▸ **Request**
Write out every line of the data below word for word, leaving out the pictures.

+ + +

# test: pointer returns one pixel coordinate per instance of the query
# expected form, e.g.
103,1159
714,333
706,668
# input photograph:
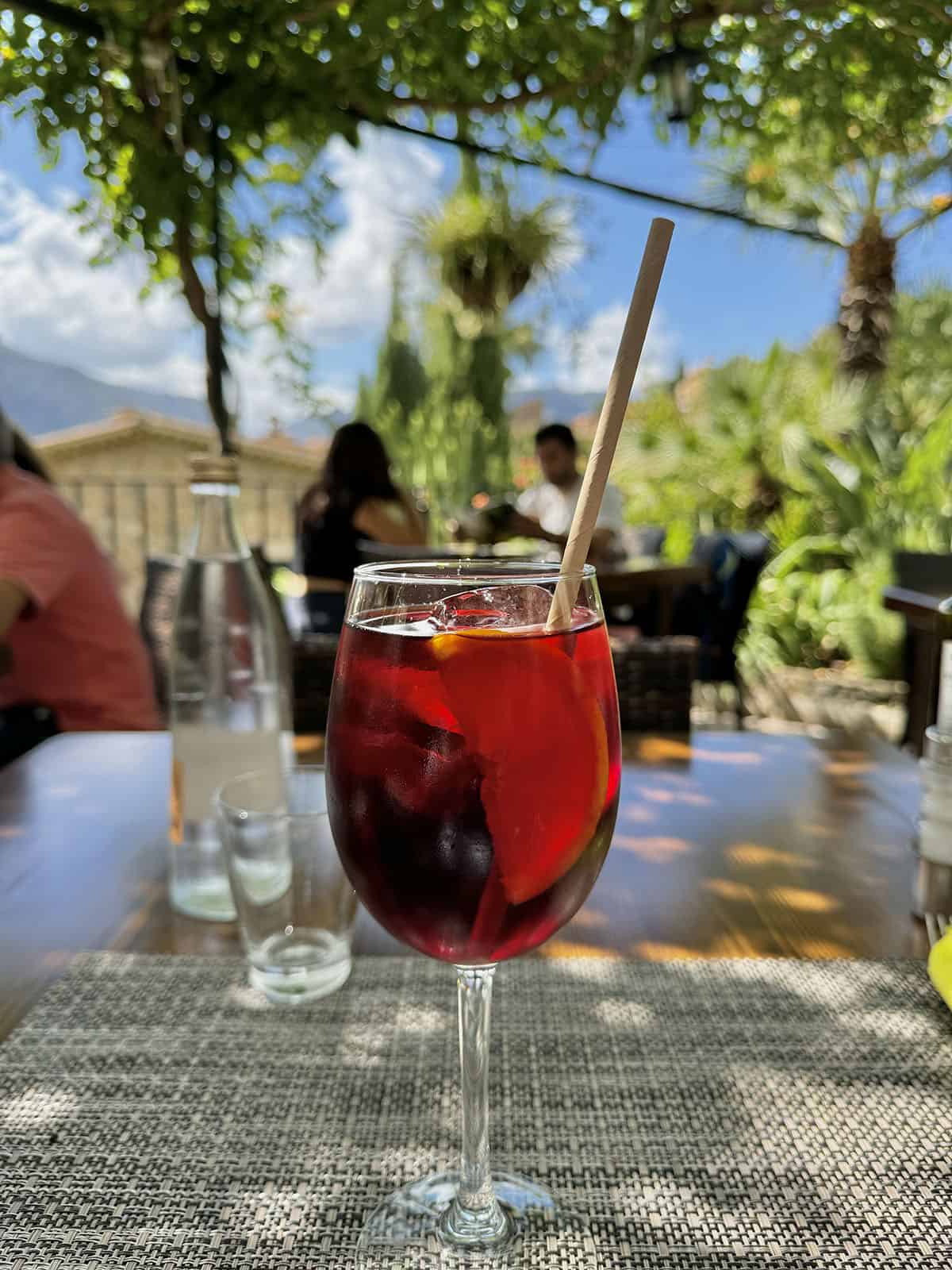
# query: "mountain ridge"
46,397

+ + +

▸ **Solution to this problem**
# test: pointer returns one pixel coordinate per instance of the query
# expected form, e.g.
103,1159
714,333
706,668
# input photograph:
# query: "mountain ridge"
46,397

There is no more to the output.